▸ What is being asked: Would you return, word for word, the lines of the data below from the line with "Practice. Annotate every instance of the wooden spoon handle" through the line with "Target: wooden rolling pin", and no others?
Listed records Block Start
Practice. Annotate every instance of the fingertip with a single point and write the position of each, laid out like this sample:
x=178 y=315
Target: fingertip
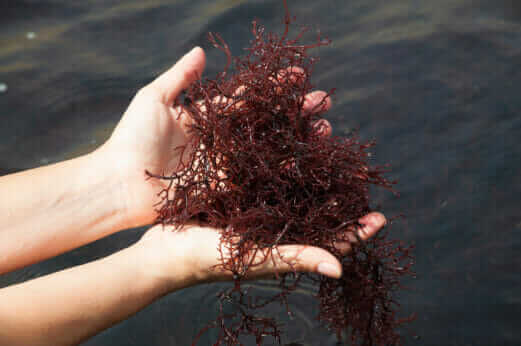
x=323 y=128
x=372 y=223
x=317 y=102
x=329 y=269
Listed records Block End
Listed records Block Start
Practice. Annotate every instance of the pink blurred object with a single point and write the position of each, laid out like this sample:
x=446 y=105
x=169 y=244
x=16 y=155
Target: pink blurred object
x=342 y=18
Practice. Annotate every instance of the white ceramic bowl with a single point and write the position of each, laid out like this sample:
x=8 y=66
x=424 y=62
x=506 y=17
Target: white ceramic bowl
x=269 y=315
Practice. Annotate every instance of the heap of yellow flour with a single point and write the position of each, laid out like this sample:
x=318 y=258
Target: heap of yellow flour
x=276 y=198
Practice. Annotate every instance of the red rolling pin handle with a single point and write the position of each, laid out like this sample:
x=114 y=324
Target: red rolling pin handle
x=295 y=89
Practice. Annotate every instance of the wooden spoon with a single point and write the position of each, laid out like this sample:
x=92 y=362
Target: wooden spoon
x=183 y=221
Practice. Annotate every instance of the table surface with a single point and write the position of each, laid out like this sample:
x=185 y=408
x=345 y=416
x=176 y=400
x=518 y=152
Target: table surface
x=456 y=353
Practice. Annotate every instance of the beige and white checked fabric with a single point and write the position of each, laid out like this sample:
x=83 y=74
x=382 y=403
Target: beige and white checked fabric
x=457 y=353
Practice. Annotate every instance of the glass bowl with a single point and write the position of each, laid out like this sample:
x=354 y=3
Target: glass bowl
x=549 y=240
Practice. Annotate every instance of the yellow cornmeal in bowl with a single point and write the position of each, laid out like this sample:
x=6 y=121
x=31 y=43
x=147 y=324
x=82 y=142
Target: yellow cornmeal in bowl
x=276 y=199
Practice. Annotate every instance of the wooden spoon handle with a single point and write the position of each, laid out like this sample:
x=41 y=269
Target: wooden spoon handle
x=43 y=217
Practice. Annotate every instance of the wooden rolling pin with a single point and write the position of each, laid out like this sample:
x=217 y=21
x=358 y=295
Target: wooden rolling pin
Listed records Block End
▸ Response:
Practice. Annotate every instance of the wooden spoon handle with a single point and write the position of each, laid out like this sample:
x=41 y=269
Target: wooden spoon handle
x=43 y=217
Practice. Annotate every instance of the wooden rolling pin with a single point and write the position of each, laid out like this sample:
x=217 y=21
x=358 y=295
Target: wooden rolling pin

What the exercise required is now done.